[Start RECORDS TO USE]

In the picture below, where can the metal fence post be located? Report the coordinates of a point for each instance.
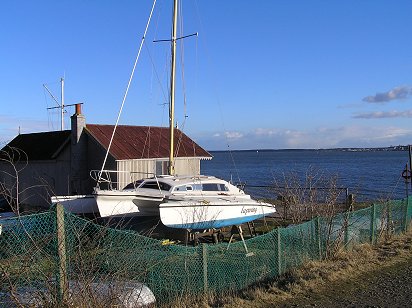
(204, 260)
(279, 251)
(346, 238)
(318, 237)
(61, 250)
(406, 219)
(372, 235)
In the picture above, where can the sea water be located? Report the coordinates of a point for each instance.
(370, 175)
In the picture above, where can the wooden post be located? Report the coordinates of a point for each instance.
(61, 250)
(279, 251)
(373, 225)
(346, 229)
(406, 220)
(205, 278)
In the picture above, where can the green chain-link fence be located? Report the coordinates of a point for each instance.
(56, 257)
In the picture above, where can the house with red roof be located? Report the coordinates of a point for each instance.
(62, 162)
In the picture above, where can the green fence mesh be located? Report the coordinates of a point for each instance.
(42, 254)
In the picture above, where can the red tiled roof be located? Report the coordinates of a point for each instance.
(137, 142)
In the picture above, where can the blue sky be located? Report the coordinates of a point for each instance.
(261, 74)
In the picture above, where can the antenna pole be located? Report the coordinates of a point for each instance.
(172, 90)
(62, 103)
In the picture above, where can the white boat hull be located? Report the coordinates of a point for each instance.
(127, 204)
(212, 213)
(77, 204)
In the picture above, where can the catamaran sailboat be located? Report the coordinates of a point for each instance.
(188, 202)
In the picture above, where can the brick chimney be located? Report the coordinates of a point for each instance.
(78, 123)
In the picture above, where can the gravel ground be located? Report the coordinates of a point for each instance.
(386, 287)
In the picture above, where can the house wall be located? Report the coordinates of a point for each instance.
(38, 180)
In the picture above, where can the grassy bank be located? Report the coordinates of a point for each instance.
(316, 279)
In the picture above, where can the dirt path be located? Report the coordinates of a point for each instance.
(386, 287)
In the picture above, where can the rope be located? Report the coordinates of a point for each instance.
(126, 92)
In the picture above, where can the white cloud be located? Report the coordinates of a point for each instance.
(233, 135)
(397, 93)
(321, 137)
(384, 114)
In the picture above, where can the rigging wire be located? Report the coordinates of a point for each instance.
(208, 54)
(127, 91)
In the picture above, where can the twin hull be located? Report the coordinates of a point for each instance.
(212, 213)
(192, 213)
(115, 204)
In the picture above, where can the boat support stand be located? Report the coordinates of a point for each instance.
(238, 230)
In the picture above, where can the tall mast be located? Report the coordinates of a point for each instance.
(172, 91)
(62, 103)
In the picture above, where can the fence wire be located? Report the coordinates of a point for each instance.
(55, 257)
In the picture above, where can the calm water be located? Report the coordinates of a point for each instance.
(370, 175)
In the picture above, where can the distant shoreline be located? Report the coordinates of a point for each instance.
(380, 149)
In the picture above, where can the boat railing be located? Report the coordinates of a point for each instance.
(116, 179)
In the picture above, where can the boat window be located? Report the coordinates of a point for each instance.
(223, 187)
(214, 187)
(133, 184)
(210, 187)
(156, 185)
(184, 188)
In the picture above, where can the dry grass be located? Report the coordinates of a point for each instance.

[End RECORDS TO USE]

■ WRITTEN PROBLEM ■
Can you render the rows as a JSON list of strings, one string per line with blank lines left out, starting at the line with "In the picture above, where can the fence" and running through the last line of the rows, with both of those lines included?

■ EXERCISE ANSWER ■
[
  "In the picture above, where can the fence wire be located? Report the coordinates of a point for each instance.",
  "(55, 257)",
  "In the picture above, where can the calm water be located? Report the coordinates of a point for each instance.",
  "(370, 175)",
  "In the picture above, where can the distant shoreline be located? Report the coordinates of a point for each instance.",
  "(380, 149)",
  "In the picture above, where can the boat railing be located? Report the coordinates of a point for each instance.",
  "(116, 179)",
  "In the picture above, where can the boat window be located? Report the coordinates of a point for each instance.",
  "(223, 187)",
  "(214, 187)",
  "(133, 184)",
  "(210, 187)",
  "(156, 185)",
  "(184, 188)",
  "In the picture above, where can the dry grass be located? Report the coordinates of a point for each instance."
]